◆ **Assignment**: Reproduce every entry exactly as shown.
BEGIN Provided entries
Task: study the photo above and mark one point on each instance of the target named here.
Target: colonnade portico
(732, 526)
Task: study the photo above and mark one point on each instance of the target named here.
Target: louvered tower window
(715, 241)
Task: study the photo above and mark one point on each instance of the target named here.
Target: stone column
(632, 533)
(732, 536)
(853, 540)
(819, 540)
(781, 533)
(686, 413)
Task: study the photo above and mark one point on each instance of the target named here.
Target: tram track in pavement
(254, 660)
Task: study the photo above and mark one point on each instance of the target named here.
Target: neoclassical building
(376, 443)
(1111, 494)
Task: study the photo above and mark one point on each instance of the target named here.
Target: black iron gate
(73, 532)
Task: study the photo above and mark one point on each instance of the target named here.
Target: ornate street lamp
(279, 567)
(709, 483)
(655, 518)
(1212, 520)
END Provided entries
◆ **Task answer**:
Task: study the photo above and mark one point on each instance of the target named here.
Target: colonnade portico
(732, 526)
Task: study the photo above and mark one point on each instance of the target named here.
Target: louvered tower window
(715, 241)
Task: study the photo above and mark one point on each instance of the target named here.
Target: stone column
(632, 533)
(732, 536)
(853, 540)
(819, 540)
(781, 533)
(686, 413)
Task: study the photo above and mark one point on each instance of the target named here.
Target: tram track in pavement
(254, 660)
Task: study the photo above and mark one point on each instance of the target named here.
Target: neoclassical building
(376, 443)
(1111, 494)
Task: study the photo above and mark one point on each instance of the target named here.
Target: black iron gate
(73, 532)
Task: study the photo above and mark one point on each instance of the target named here.
Target: ornate street lamp
(279, 567)
(709, 483)
(655, 518)
(1212, 520)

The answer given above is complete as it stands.